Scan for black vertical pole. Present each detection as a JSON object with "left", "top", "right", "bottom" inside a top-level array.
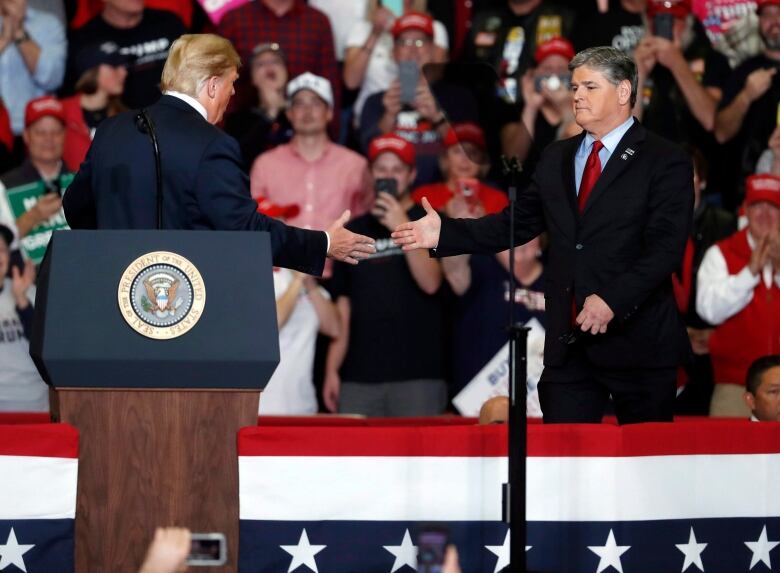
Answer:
[{"left": 502, "top": 157, "right": 528, "bottom": 573}]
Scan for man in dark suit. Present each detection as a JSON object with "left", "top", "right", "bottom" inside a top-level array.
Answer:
[
  {"left": 63, "top": 34, "right": 374, "bottom": 275},
  {"left": 393, "top": 47, "right": 693, "bottom": 423}
]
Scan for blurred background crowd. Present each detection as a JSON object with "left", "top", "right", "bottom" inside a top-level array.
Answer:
[{"left": 0, "top": 0, "right": 780, "bottom": 419}]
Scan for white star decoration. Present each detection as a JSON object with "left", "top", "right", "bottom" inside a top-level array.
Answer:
[
  {"left": 485, "top": 530, "right": 512, "bottom": 573},
  {"left": 675, "top": 527, "right": 707, "bottom": 571},
  {"left": 745, "top": 525, "right": 780, "bottom": 570},
  {"left": 279, "top": 529, "right": 327, "bottom": 573},
  {"left": 0, "top": 527, "right": 35, "bottom": 573},
  {"left": 382, "top": 529, "right": 417, "bottom": 573},
  {"left": 588, "top": 529, "right": 631, "bottom": 573}
]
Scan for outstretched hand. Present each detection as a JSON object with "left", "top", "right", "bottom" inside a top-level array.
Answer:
[
  {"left": 391, "top": 197, "right": 441, "bottom": 251},
  {"left": 328, "top": 209, "right": 376, "bottom": 265}
]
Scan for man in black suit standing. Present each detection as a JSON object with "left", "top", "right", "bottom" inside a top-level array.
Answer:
[
  {"left": 63, "top": 34, "right": 374, "bottom": 275},
  {"left": 393, "top": 47, "right": 693, "bottom": 424}
]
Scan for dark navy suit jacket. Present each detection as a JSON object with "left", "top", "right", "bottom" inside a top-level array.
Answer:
[
  {"left": 63, "top": 95, "right": 327, "bottom": 275},
  {"left": 436, "top": 120, "right": 693, "bottom": 369}
]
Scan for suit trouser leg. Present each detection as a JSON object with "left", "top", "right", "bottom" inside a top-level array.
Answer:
[{"left": 539, "top": 344, "right": 676, "bottom": 424}]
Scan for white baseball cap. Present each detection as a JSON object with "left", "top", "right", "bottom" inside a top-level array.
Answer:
[{"left": 287, "top": 72, "right": 333, "bottom": 107}]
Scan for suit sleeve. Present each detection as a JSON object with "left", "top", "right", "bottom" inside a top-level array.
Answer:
[
  {"left": 195, "top": 136, "right": 327, "bottom": 276},
  {"left": 596, "top": 147, "right": 693, "bottom": 320},
  {"left": 436, "top": 164, "right": 545, "bottom": 257},
  {"left": 62, "top": 137, "right": 100, "bottom": 229}
]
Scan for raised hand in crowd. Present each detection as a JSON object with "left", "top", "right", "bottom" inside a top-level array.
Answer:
[
  {"left": 371, "top": 191, "right": 409, "bottom": 231},
  {"left": 328, "top": 209, "right": 376, "bottom": 265},
  {"left": 138, "top": 527, "right": 191, "bottom": 573},
  {"left": 11, "top": 260, "right": 35, "bottom": 310},
  {"left": 391, "top": 197, "right": 441, "bottom": 251}
]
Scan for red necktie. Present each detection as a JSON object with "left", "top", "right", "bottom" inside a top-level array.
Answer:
[{"left": 577, "top": 139, "right": 604, "bottom": 213}]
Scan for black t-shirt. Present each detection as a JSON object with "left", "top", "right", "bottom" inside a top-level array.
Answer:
[
  {"left": 331, "top": 205, "right": 444, "bottom": 383},
  {"left": 68, "top": 8, "right": 186, "bottom": 109},
  {"left": 572, "top": 0, "right": 645, "bottom": 54}
]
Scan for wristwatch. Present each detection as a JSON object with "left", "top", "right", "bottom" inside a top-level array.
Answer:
[{"left": 14, "top": 28, "right": 32, "bottom": 46}]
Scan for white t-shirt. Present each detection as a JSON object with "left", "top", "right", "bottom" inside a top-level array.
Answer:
[
  {"left": 0, "top": 278, "right": 49, "bottom": 412},
  {"left": 347, "top": 20, "right": 450, "bottom": 124},
  {"left": 260, "top": 269, "right": 329, "bottom": 415}
]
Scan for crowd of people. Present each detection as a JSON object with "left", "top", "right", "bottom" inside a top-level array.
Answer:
[{"left": 0, "top": 0, "right": 780, "bottom": 420}]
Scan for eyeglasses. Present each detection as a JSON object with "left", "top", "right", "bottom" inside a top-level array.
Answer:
[{"left": 395, "top": 38, "right": 429, "bottom": 48}]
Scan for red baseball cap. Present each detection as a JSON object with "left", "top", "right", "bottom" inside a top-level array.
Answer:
[
  {"left": 534, "top": 38, "right": 574, "bottom": 64},
  {"left": 368, "top": 133, "right": 417, "bottom": 167},
  {"left": 392, "top": 12, "right": 433, "bottom": 38},
  {"left": 24, "top": 96, "right": 65, "bottom": 127},
  {"left": 257, "top": 197, "right": 301, "bottom": 219},
  {"left": 756, "top": 0, "right": 780, "bottom": 14},
  {"left": 745, "top": 173, "right": 780, "bottom": 207},
  {"left": 444, "top": 121, "right": 487, "bottom": 149},
  {"left": 647, "top": 0, "right": 692, "bottom": 18}
]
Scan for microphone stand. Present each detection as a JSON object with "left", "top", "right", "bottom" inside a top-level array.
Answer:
[
  {"left": 501, "top": 156, "right": 529, "bottom": 573},
  {"left": 135, "top": 109, "right": 163, "bottom": 231}
]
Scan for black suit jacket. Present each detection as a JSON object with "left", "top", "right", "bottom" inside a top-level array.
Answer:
[
  {"left": 63, "top": 96, "right": 327, "bottom": 275},
  {"left": 436, "top": 120, "right": 693, "bottom": 369}
]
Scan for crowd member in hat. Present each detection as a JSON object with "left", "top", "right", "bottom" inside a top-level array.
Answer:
[
  {"left": 744, "top": 354, "right": 780, "bottom": 422},
  {"left": 0, "top": 96, "right": 69, "bottom": 238},
  {"left": 634, "top": 0, "right": 735, "bottom": 204},
  {"left": 217, "top": 0, "right": 341, "bottom": 131},
  {"left": 65, "top": 0, "right": 186, "bottom": 109},
  {"left": 0, "top": 220, "right": 49, "bottom": 412},
  {"left": 63, "top": 34, "right": 374, "bottom": 275},
  {"left": 225, "top": 42, "right": 293, "bottom": 168},
  {"left": 323, "top": 134, "right": 447, "bottom": 416},
  {"left": 250, "top": 72, "right": 370, "bottom": 274},
  {"left": 696, "top": 174, "right": 780, "bottom": 416},
  {"left": 344, "top": 0, "right": 449, "bottom": 123},
  {"left": 501, "top": 38, "right": 581, "bottom": 159},
  {"left": 466, "top": 0, "right": 581, "bottom": 103},
  {"left": 412, "top": 122, "right": 508, "bottom": 213},
  {"left": 257, "top": 199, "right": 339, "bottom": 416},
  {"left": 360, "top": 12, "right": 478, "bottom": 185},
  {"left": 62, "top": 43, "right": 127, "bottom": 171},
  {"left": 672, "top": 146, "right": 737, "bottom": 416},
  {"left": 715, "top": 0, "right": 780, "bottom": 204},
  {"left": 0, "top": 0, "right": 67, "bottom": 135}
]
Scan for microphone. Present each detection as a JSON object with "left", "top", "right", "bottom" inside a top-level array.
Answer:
[{"left": 135, "top": 108, "right": 163, "bottom": 231}]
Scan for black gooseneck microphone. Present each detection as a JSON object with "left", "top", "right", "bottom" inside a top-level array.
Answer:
[{"left": 135, "top": 109, "right": 163, "bottom": 231}]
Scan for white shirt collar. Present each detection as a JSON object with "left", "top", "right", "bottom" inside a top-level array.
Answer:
[{"left": 163, "top": 90, "right": 209, "bottom": 121}]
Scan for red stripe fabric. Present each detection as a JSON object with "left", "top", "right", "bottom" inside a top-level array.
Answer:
[{"left": 0, "top": 424, "right": 79, "bottom": 458}]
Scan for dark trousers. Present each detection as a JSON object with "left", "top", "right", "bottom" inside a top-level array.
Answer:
[{"left": 539, "top": 342, "right": 677, "bottom": 424}]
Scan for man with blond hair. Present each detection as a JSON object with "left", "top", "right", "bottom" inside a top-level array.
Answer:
[{"left": 63, "top": 34, "right": 373, "bottom": 275}]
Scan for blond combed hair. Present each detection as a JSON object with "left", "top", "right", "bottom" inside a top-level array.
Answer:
[{"left": 160, "top": 34, "right": 241, "bottom": 98}]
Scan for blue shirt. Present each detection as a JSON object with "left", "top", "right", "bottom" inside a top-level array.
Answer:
[
  {"left": 0, "top": 0, "right": 67, "bottom": 135},
  {"left": 574, "top": 117, "right": 634, "bottom": 195}
]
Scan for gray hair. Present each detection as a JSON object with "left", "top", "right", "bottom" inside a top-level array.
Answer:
[{"left": 569, "top": 46, "right": 639, "bottom": 108}]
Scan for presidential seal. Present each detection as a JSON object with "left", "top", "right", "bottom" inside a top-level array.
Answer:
[{"left": 117, "top": 251, "right": 206, "bottom": 340}]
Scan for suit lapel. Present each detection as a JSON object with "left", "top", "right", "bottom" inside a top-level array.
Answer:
[
  {"left": 572, "top": 119, "right": 645, "bottom": 217},
  {"left": 562, "top": 131, "right": 585, "bottom": 213}
]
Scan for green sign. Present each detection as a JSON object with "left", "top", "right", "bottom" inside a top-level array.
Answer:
[{"left": 5, "top": 173, "right": 73, "bottom": 265}]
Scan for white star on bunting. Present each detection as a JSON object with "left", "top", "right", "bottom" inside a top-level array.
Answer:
[
  {"left": 745, "top": 525, "right": 780, "bottom": 571},
  {"left": 0, "top": 527, "right": 35, "bottom": 573},
  {"left": 485, "top": 530, "right": 512, "bottom": 573},
  {"left": 279, "top": 529, "right": 327, "bottom": 573},
  {"left": 675, "top": 527, "right": 707, "bottom": 571},
  {"left": 382, "top": 529, "right": 417, "bottom": 573},
  {"left": 588, "top": 529, "right": 631, "bottom": 573}
]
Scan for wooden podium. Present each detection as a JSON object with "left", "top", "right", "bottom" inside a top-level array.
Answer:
[{"left": 31, "top": 231, "right": 279, "bottom": 573}]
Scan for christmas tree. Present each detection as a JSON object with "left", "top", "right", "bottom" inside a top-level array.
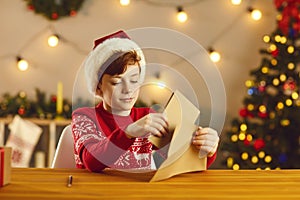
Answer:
[{"left": 220, "top": 0, "right": 300, "bottom": 169}]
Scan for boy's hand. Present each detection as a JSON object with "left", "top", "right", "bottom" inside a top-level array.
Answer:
[
  {"left": 125, "top": 113, "right": 169, "bottom": 138},
  {"left": 192, "top": 127, "right": 219, "bottom": 157}
]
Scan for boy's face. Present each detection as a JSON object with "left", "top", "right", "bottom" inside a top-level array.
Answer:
[{"left": 97, "top": 63, "right": 140, "bottom": 116}]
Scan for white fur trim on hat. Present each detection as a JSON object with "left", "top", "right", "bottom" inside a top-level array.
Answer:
[{"left": 84, "top": 38, "right": 146, "bottom": 96}]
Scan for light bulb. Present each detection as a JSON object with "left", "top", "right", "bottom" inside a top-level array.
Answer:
[
  {"left": 231, "top": 0, "right": 242, "bottom": 5},
  {"left": 120, "top": 0, "right": 130, "bottom": 6},
  {"left": 156, "top": 81, "right": 166, "bottom": 89},
  {"left": 17, "top": 56, "right": 29, "bottom": 71},
  {"left": 48, "top": 35, "right": 59, "bottom": 47},
  {"left": 177, "top": 6, "right": 188, "bottom": 23},
  {"left": 209, "top": 49, "right": 221, "bottom": 63},
  {"left": 248, "top": 8, "right": 262, "bottom": 21}
]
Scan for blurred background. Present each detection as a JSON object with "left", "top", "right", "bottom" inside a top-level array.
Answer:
[{"left": 0, "top": 0, "right": 297, "bottom": 168}]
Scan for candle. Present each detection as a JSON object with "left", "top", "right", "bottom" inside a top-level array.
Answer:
[
  {"left": 35, "top": 151, "right": 46, "bottom": 168},
  {"left": 56, "top": 82, "right": 63, "bottom": 115}
]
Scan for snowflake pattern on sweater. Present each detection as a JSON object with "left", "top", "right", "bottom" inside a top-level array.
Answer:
[{"left": 72, "top": 104, "right": 152, "bottom": 169}]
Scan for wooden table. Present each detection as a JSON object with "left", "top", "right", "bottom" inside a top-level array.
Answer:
[{"left": 0, "top": 168, "right": 300, "bottom": 200}]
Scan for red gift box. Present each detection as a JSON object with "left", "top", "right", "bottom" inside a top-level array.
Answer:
[{"left": 0, "top": 147, "right": 12, "bottom": 187}]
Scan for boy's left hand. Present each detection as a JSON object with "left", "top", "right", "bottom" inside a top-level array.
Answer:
[{"left": 192, "top": 127, "right": 219, "bottom": 157}]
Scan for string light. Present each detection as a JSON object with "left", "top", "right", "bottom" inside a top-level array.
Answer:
[
  {"left": 17, "top": 56, "right": 29, "bottom": 71},
  {"left": 0, "top": 0, "right": 268, "bottom": 70},
  {"left": 231, "top": 0, "right": 242, "bottom": 5},
  {"left": 48, "top": 34, "right": 59, "bottom": 47},
  {"left": 248, "top": 7, "right": 262, "bottom": 21},
  {"left": 120, "top": 0, "right": 130, "bottom": 6},
  {"left": 177, "top": 6, "right": 188, "bottom": 23},
  {"left": 156, "top": 81, "right": 166, "bottom": 89},
  {"left": 208, "top": 48, "right": 221, "bottom": 63}
]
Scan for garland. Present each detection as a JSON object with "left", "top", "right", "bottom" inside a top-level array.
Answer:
[
  {"left": 25, "top": 0, "right": 84, "bottom": 20},
  {"left": 0, "top": 88, "right": 149, "bottom": 119}
]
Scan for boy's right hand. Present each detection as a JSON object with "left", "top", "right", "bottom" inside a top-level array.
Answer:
[{"left": 125, "top": 113, "right": 169, "bottom": 138}]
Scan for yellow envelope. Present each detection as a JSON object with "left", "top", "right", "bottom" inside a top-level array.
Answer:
[{"left": 149, "top": 90, "right": 207, "bottom": 182}]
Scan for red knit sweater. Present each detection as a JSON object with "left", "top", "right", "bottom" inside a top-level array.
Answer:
[{"left": 72, "top": 103, "right": 216, "bottom": 172}]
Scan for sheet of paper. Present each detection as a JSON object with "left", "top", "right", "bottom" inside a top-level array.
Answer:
[{"left": 149, "top": 91, "right": 206, "bottom": 181}]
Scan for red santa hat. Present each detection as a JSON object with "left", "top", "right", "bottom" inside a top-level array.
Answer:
[{"left": 84, "top": 30, "right": 146, "bottom": 95}]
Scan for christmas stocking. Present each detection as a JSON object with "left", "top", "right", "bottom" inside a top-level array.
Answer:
[{"left": 5, "top": 115, "right": 42, "bottom": 167}]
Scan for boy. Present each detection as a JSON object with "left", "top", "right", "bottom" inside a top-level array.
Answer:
[{"left": 72, "top": 31, "right": 219, "bottom": 172}]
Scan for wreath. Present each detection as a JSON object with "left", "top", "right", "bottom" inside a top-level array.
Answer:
[{"left": 25, "top": 0, "right": 84, "bottom": 20}]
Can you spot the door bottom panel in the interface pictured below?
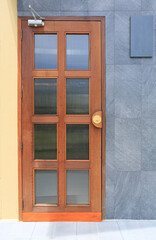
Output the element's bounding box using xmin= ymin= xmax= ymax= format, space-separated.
xmin=23 ymin=212 xmax=101 ymax=222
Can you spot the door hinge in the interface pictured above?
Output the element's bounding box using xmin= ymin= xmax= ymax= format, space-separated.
xmin=21 ymin=141 xmax=23 ymax=152
xmin=21 ymin=199 xmax=24 ymax=210
xmin=21 ymin=29 xmax=23 ymax=41
xmin=21 ymin=88 xmax=23 ymax=99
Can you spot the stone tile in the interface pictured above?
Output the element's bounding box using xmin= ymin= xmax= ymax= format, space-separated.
xmin=115 ymin=65 xmax=142 ymax=118
xmin=105 ymin=167 xmax=115 ymax=219
xmin=115 ymin=0 xmax=141 ymax=11
xmin=115 ymin=172 xmax=141 ymax=219
xmin=140 ymin=171 xmax=156 ymax=219
xmin=141 ymin=11 xmax=156 ymax=65
xmin=115 ymin=11 xmax=141 ymax=65
xmin=115 ymin=118 xmax=141 ymax=171
xmin=88 ymin=0 xmax=114 ymax=11
xmin=61 ymin=0 xmax=88 ymax=11
xmin=141 ymin=118 xmax=156 ymax=171
xmin=106 ymin=117 xmax=115 ymax=219
xmin=142 ymin=0 xmax=156 ymax=11
xmin=142 ymin=65 xmax=156 ymax=118
xmin=106 ymin=65 xmax=115 ymax=116
xmin=17 ymin=0 xmax=33 ymax=11
xmin=139 ymin=220 xmax=156 ymax=240
xmin=33 ymin=0 xmax=60 ymax=12
xmin=106 ymin=116 xmax=115 ymax=170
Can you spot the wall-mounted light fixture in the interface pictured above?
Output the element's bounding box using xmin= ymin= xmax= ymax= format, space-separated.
xmin=28 ymin=5 xmax=45 ymax=27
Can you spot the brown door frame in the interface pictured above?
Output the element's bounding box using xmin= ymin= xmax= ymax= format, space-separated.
xmin=18 ymin=17 xmax=106 ymax=221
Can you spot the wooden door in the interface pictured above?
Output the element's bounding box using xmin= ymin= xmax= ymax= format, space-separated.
xmin=21 ymin=20 xmax=102 ymax=221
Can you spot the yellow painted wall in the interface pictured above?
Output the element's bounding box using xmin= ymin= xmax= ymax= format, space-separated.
xmin=0 ymin=0 xmax=18 ymax=219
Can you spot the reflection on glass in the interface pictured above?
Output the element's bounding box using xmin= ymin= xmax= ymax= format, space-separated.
xmin=66 ymin=170 xmax=89 ymax=204
xmin=35 ymin=34 xmax=57 ymax=69
xmin=66 ymin=34 xmax=89 ymax=69
xmin=66 ymin=124 xmax=89 ymax=160
xmin=66 ymin=79 xmax=89 ymax=114
xmin=35 ymin=170 xmax=57 ymax=204
xmin=34 ymin=124 xmax=57 ymax=160
xmin=34 ymin=78 xmax=57 ymax=114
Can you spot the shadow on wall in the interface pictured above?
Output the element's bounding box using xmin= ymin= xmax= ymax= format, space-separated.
xmin=6 ymin=0 xmax=17 ymax=45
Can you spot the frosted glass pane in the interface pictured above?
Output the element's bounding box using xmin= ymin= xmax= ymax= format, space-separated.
xmin=35 ymin=170 xmax=57 ymax=204
xmin=66 ymin=124 xmax=89 ymax=160
xmin=34 ymin=124 xmax=57 ymax=160
xmin=66 ymin=170 xmax=89 ymax=204
xmin=35 ymin=34 xmax=57 ymax=69
xmin=66 ymin=34 xmax=89 ymax=70
xmin=34 ymin=78 xmax=57 ymax=114
xmin=66 ymin=79 xmax=89 ymax=114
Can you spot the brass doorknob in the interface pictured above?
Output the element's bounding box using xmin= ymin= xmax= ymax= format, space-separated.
xmin=92 ymin=111 xmax=102 ymax=128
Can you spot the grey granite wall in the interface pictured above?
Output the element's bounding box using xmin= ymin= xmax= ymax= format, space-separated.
xmin=18 ymin=0 xmax=156 ymax=219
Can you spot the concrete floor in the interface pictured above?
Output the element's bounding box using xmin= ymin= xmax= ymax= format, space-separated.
xmin=0 ymin=220 xmax=156 ymax=240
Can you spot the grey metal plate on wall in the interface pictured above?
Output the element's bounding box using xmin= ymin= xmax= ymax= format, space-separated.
xmin=131 ymin=15 xmax=153 ymax=57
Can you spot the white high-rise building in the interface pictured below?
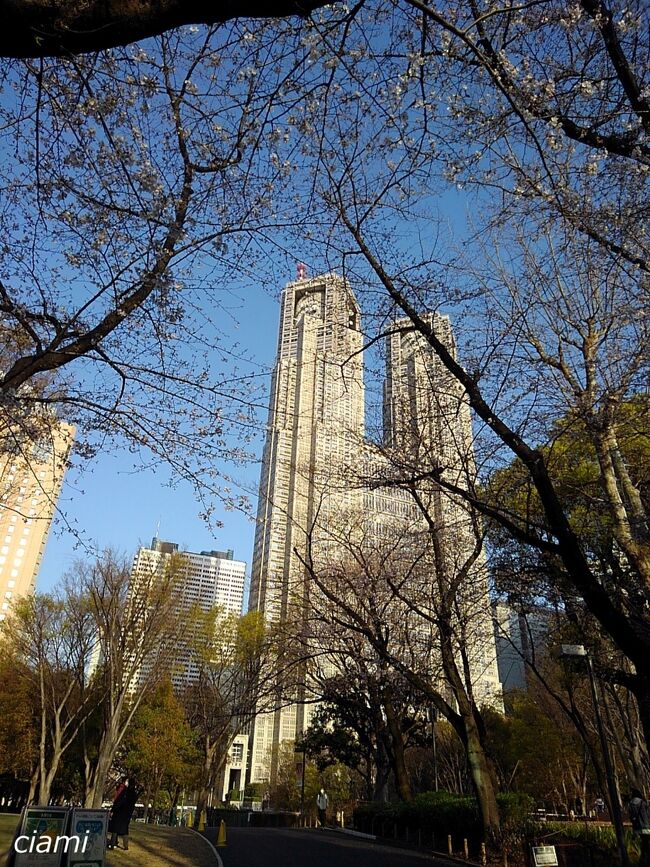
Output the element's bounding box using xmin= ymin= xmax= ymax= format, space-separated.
xmin=384 ymin=313 xmax=501 ymax=707
xmin=249 ymin=274 xmax=364 ymax=780
xmin=131 ymin=538 xmax=246 ymax=687
xmin=249 ymin=274 xmax=499 ymax=784
xmin=0 ymin=420 xmax=75 ymax=620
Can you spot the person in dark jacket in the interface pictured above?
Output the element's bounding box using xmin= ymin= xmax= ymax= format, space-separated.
xmin=627 ymin=789 xmax=650 ymax=867
xmin=108 ymin=777 xmax=138 ymax=849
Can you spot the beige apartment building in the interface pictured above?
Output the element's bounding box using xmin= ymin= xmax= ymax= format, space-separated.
xmin=129 ymin=537 xmax=246 ymax=689
xmin=0 ymin=423 xmax=75 ymax=620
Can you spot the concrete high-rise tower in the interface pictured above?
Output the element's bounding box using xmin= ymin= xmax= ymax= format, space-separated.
xmin=249 ymin=274 xmax=364 ymax=780
xmin=250 ymin=282 xmax=499 ymax=785
xmin=384 ymin=313 xmax=501 ymax=707
xmin=129 ymin=537 xmax=246 ymax=689
xmin=0 ymin=419 xmax=75 ymax=620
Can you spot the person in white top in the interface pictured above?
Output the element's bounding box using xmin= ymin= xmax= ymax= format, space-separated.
xmin=316 ymin=789 xmax=329 ymax=828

What is expected: Recast the lines starting at the one containing "Can you spot the person in white" and ending at the last line as a two-column CSV with columns text and answer. Use one row for each text and its answer, and put each in its own quoted field with line breaks replaced by spaces.

Answer to the task:
text,answer
"Can you spot the person in white top in the interface pictured above? Output the element's bounding box using xmin= ymin= xmax= ymax= format, space-separated.","xmin=316 ymin=789 xmax=329 ymax=828"